• EXERCISE BRIEF:
Return each record word for word, keeping none of its pictures.

• DATA SUPPLIED:
───
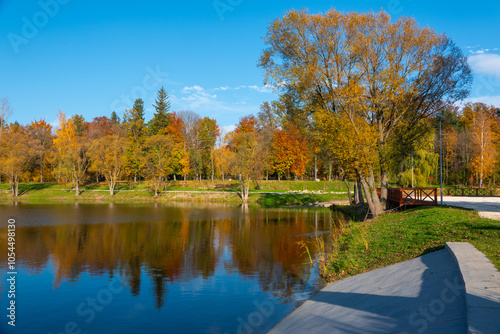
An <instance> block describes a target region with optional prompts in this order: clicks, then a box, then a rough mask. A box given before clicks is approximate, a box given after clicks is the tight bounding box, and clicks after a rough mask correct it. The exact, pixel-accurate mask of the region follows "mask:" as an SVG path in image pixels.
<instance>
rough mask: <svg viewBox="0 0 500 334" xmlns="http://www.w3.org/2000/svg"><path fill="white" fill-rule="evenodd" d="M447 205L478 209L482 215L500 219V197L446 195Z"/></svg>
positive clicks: (465, 207) (486, 217)
mask: <svg viewBox="0 0 500 334" xmlns="http://www.w3.org/2000/svg"><path fill="white" fill-rule="evenodd" d="M443 202H444V204H446V205H451V206H458V207H462V208H467V209H472V210H476V211H477V212H478V213H479V216H480V217H483V218H490V219H496V220H500V197H465V196H444V197H443Z"/></svg>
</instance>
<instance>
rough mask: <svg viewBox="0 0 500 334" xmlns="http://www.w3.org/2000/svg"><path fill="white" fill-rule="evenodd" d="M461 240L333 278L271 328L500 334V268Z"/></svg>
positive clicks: (471, 247)
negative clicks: (498, 287) (431, 252)
mask: <svg viewBox="0 0 500 334" xmlns="http://www.w3.org/2000/svg"><path fill="white" fill-rule="evenodd" d="M456 244H460V245H458V246H461V247H458V248H457V247H455V249H452V248H450V247H449V246H448V244H447V249H444V250H441V251H437V252H434V253H431V254H427V255H424V256H421V257H419V258H416V259H413V260H410V261H406V262H402V263H398V264H395V265H392V266H388V267H385V268H381V269H377V270H374V271H371V272H368V273H365V274H361V275H357V276H353V277H349V278H346V279H344V280H341V281H338V282H334V283H331V284H329V285H327V286H326V287H325V288H323V289H322V290H321V291H319V292H318V293H317V294H316V295H314V296H313V297H312V298H311V299H309V300H307V301H306V302H305V303H304V304H303V305H302V306H300V307H299V308H298V309H296V310H295V311H294V312H292V313H291V314H289V315H288V316H287V317H286V318H285V319H283V320H282V321H281V322H280V323H279V324H278V325H276V327H274V328H273V329H272V330H271V331H270V333H273V334H277V333H287V334H289V333H290V334H294V333H307V334H313V333H367V334H368V333H369V334H373V333H406V334H409V333H412V334H413V333H415V334H416V333H468V332H469V333H485V334H486V333H500V322H499V321H498V319H500V291H497V290H498V289H496V288H495V286H496V287H498V286H500V273H498V271H497V270H496V269H495V268H494V267H493V265H492V264H491V262H489V260H488V259H486V261H487V262H489V265H488V264H487V263H486V262H484V260H485V256H484V255H483V254H482V253H480V252H479V251H477V250H476V249H475V248H474V247H472V246H471V245H469V244H465V245H469V246H470V247H469V246H463V245H462V243H452V245H456ZM471 248H472V249H471ZM454 251H457V252H459V253H460V254H459V255H453V252H454ZM477 260H480V261H483V262H482V264H481V265H480V266H479V267H477V266H476V267H475V266H469V267H467V264H468V263H469V262H471V263H472V262H475V261H477ZM457 261H459V263H460V262H462V263H465V264H463V265H462V266H460V267H459V265H457ZM483 265H484V267H481V266H483ZM462 267H463V270H465V271H466V274H465V275H464V274H463V271H462V272H461V271H460V269H459V268H461V269H462ZM486 269H488V270H486ZM492 275H496V276H492ZM464 278H465V279H466V283H464ZM468 282H475V283H474V284H475V285H474V290H473V291H472V290H471V289H472V288H470V284H469V283H468ZM468 286H469V289H467V290H466V287H468ZM488 288H489V290H488ZM471 291H472V292H471ZM485 293H486V295H485ZM469 294H471V296H472V297H471V296H469ZM472 294H473V295H472ZM466 295H467V297H466ZM471 298H472V299H471ZM471 303H472V304H473V305H472V306H471ZM471 324H472V325H471ZM474 326H475V327H474Z"/></svg>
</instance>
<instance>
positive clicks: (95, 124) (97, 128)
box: [85, 116, 119, 141]
mask: <svg viewBox="0 0 500 334" xmlns="http://www.w3.org/2000/svg"><path fill="white" fill-rule="evenodd" d="M118 129H119V128H118V127H117V126H116V124H115V122H113V121H112V120H111V119H109V118H107V117H106V116H101V117H94V119H93V120H92V122H89V123H87V125H86V128H85V135H86V136H87V138H88V139H89V140H91V141H94V140H97V139H100V138H102V137H105V136H110V135H112V134H114V133H116V131H117V130H118Z"/></svg>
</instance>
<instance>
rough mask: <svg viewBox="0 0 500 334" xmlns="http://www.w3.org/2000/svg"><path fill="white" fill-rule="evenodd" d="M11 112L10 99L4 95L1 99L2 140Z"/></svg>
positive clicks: (0, 116) (0, 113)
mask: <svg viewBox="0 0 500 334" xmlns="http://www.w3.org/2000/svg"><path fill="white" fill-rule="evenodd" d="M11 114H12V108H11V107H10V103H9V100H8V99H7V98H6V97H3V98H2V100H1V101H0V140H2V133H3V130H4V128H5V127H6V126H7V121H8V119H9V117H10V115H11Z"/></svg>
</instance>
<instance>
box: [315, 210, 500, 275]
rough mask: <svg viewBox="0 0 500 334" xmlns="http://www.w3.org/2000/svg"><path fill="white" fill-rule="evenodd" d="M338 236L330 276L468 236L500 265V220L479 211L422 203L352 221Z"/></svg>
mask: <svg viewBox="0 0 500 334" xmlns="http://www.w3.org/2000/svg"><path fill="white" fill-rule="evenodd" d="M344 231H345V233H344V234H343V235H342V236H341V237H340V238H339V239H338V240H337V241H336V243H335V244H334V249H333V251H332V254H331V255H330V256H329V258H328V261H327V265H326V269H325V271H324V276H325V278H327V279H328V280H329V281H333V280H338V279H342V278H345V277H347V276H351V275H356V274H360V273H363V272H367V271H370V270H373V269H377V268H381V267H384V266H388V265H391V264H394V263H398V262H402V261H406V260H409V259H413V258H415V257H418V256H420V255H423V254H426V253H429V252H432V251H435V250H438V249H442V248H444V244H445V242H447V241H455V242H470V243H471V244H472V245H474V246H475V247H476V248H477V249H478V250H480V251H481V252H483V253H484V254H485V255H486V256H487V257H488V258H489V259H490V260H491V261H492V262H493V263H494V264H495V266H496V267H497V268H499V269H500V221H496V220H491V219H484V218H480V217H479V216H478V214H477V212H475V211H470V210H465V209H457V208H451V207H421V208H415V209H410V210H408V211H405V212H401V213H393V214H389V215H385V216H381V217H378V218H376V219H373V220H371V221H367V222H350V223H349V224H348V225H347V226H346V227H345V228H344Z"/></svg>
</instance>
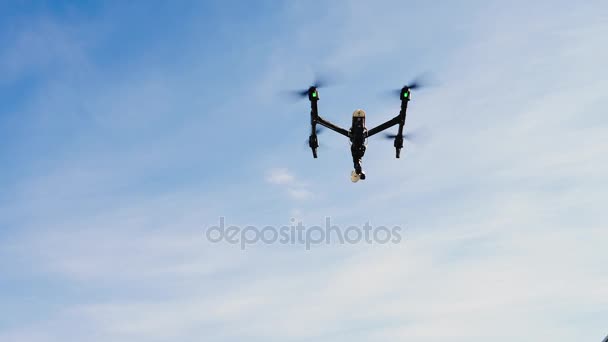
───
• WRITTEN SOLUTION:
An <instance> block describes a target region with optional prompts in this order: clicks, then a box, then a rough mask. A box given before clicks is approximate, a box given after clicks is the tight bounding box, and clicks after a rough mask correct it. The exact, pixel-accurate mask of the region follows "mask:" as an SVG path in image pixels.
<instance>
rough mask: <svg viewBox="0 0 500 334" xmlns="http://www.w3.org/2000/svg"><path fill="white" fill-rule="evenodd" d="M447 205L478 209L482 215L500 219V197L446 195Z"/></svg>
positive clicks: (465, 207) (486, 217)
mask: <svg viewBox="0 0 500 334" xmlns="http://www.w3.org/2000/svg"><path fill="white" fill-rule="evenodd" d="M443 202H444V204H446V205H451V206H458V207H462V208H467V209H472V210H476V211H477V212H478V213H479V216H480V217H483V218H490V219H496V220H500V197H465V196H444V197H443Z"/></svg>
</instance>
<instance>
rough mask: <svg viewBox="0 0 500 334" xmlns="http://www.w3.org/2000/svg"><path fill="white" fill-rule="evenodd" d="M461 240L333 278L271 328L500 334V268Z"/></svg>
positive clicks: (471, 247)
negative clicks: (498, 287) (431, 252)
mask: <svg viewBox="0 0 500 334" xmlns="http://www.w3.org/2000/svg"><path fill="white" fill-rule="evenodd" d="M456 244H460V245H458V246H461V247H458V248H457V247H455V249H452V248H450V247H449V246H448V244H447V249H444V250H441V251H437V252H434V253H431V254H427V255H424V256H421V257H419V258H416V259H413V260H410V261H406V262H402V263H398V264H395V265H392V266H388V267H385V268H381V269H377V270H374V271H371V272H368V273H365V274H361V275H357V276H353V277H349V278H346V279H344V280H341V281H338V282H334V283H331V284H329V285H327V286H326V287H325V288H323V289H322V290H321V291H319V292H318V293H317V294H316V295H314V296H313V297H312V298H311V299H309V300H307V301H306V302H305V303H304V304H303V305H302V306H300V307H299V308H298V309H296V310H295V311H294V312H292V313H291V314H289V315H288V316H287V317H286V318H285V319H283V320H282V321H281V322H280V323H279V324H278V325H276V327H274V328H273V329H272V330H271V331H270V333H273V334H277V333H287V334H289V333H290V334H294V333H307V334H313V333H367V334H368V333H369V334H373V333H406V334H409V333H412V334H413V333H415V334H416V333H468V332H469V333H485V334H486V333H500V322H499V321H498V319H500V291H497V290H498V289H496V288H495V286H496V287H498V286H500V273H498V271H497V270H496V269H495V268H494V267H493V265H492V264H491V262H489V260H488V259H486V261H487V262H489V265H488V264H487V263H486V262H484V260H485V256H484V255H483V254H482V253H480V252H479V251H477V250H476V249H475V248H474V247H472V246H471V245H469V244H465V245H469V246H470V247H469V246H463V245H462V243H452V245H456ZM471 248H472V249H471ZM454 251H457V252H459V253H460V254H459V255H453V252H454ZM477 260H480V261H483V262H482V264H481V265H480V266H479V267H477V266H476V267H475V266H469V267H467V264H468V263H469V262H471V263H472V262H475V261H477ZM457 261H459V263H460V262H462V263H465V264H463V265H462V266H460V267H459V265H457ZM483 265H484V267H481V266H483ZM462 267H463V270H465V271H466V274H465V275H464V274H463V271H462V272H461V271H460V269H459V268H461V269H462ZM486 269H488V270H486ZM492 275H496V276H492ZM464 278H465V279H466V283H464ZM468 282H475V283H474V284H475V285H474V290H473V291H472V290H471V289H472V288H470V284H469V283H468ZM468 286H469V289H467V290H466V287H468ZM488 288H489V290H488ZM471 291H472V292H471ZM485 293H486V295H485ZM469 294H471V296H472V297H471V296H469ZM472 294H473V295H472ZM466 295H467V297H466ZM471 298H472V299H471ZM471 303H472V304H473V305H472V306H471ZM471 324H472V325H471ZM474 326H475V327H474Z"/></svg>
</instance>
<instance>
positive clicks: (95, 124) (97, 128)
box: [85, 116, 119, 141]
mask: <svg viewBox="0 0 500 334" xmlns="http://www.w3.org/2000/svg"><path fill="white" fill-rule="evenodd" d="M118 129H119V128H118V127H117V126H116V124H115V122H113V121H112V120H111V119H109V118H107V117H106V116H101V117H94V119H93V120H92V122H89V123H87V125H86V128H85V135H86V136H87V138H88V139H89V140H91V141H94V140H97V139H100V138H102V137H105V136H110V135H112V134H114V133H116V131H117V130H118Z"/></svg>
</instance>
<instance>
rough mask: <svg viewBox="0 0 500 334" xmlns="http://www.w3.org/2000/svg"><path fill="white" fill-rule="evenodd" d="M11 112L10 99L4 95L1 99L2 140Z"/></svg>
positive clicks: (0, 116) (0, 113)
mask: <svg viewBox="0 0 500 334" xmlns="http://www.w3.org/2000/svg"><path fill="white" fill-rule="evenodd" d="M11 114H12V108H11V107H10V103H9V100H8V99H7V98H6V97H3V98H2V100H1V101H0V140H2V133H3V130H4V128H5V127H6V126H7V121H8V119H9V117H10V115H11Z"/></svg>
</instance>
<instance>
box: [315, 210, 500, 275]
rough mask: <svg viewBox="0 0 500 334" xmlns="http://www.w3.org/2000/svg"><path fill="white" fill-rule="evenodd" d="M338 236L330 276L468 236L500 265V220L479 211L422 203L352 221Z"/></svg>
mask: <svg viewBox="0 0 500 334" xmlns="http://www.w3.org/2000/svg"><path fill="white" fill-rule="evenodd" d="M344 231H345V233H344V234H343V235H342V236H341V237H340V238H339V239H338V240H337V241H336V243H335V244H334V249H333V251H332V254H331V255H330V256H329V258H328V261H327V265H326V269H325V271H324V276H325V278H327V279H328V280H329V281H333V280H338V279H342V278H345V277H347V276H351V275H356V274H360V273H363V272H367V271H370V270H373V269H377V268H381V267H384V266H388V265H391V264H394V263H398V262H402V261H406V260H409V259H413V258H415V257H418V256H420V255H423V254H426V253H429V252H432V251H435V250H438V249H442V248H444V244H445V242H447V241H455V242H470V243H471V244H472V245H474V246H475V247H476V248H477V249H478V250H480V251H481V252H483V253H484V254H485V255H486V256H487V257H488V258H489V259H490V260H491V261H492V262H493V263H494V264H495V266H496V267H497V268H499V269H500V221H496V220H491V219H484V218H480V217H479V216H478V214H477V212H475V211H470V210H465V209H457V208H451V207H421V208H415V209H410V210H408V211H405V212H401V213H393V214H389V215H385V216H381V217H378V218H376V219H373V220H371V221H367V222H350V223H349V224H348V225H347V226H346V227H345V228H344Z"/></svg>
</instance>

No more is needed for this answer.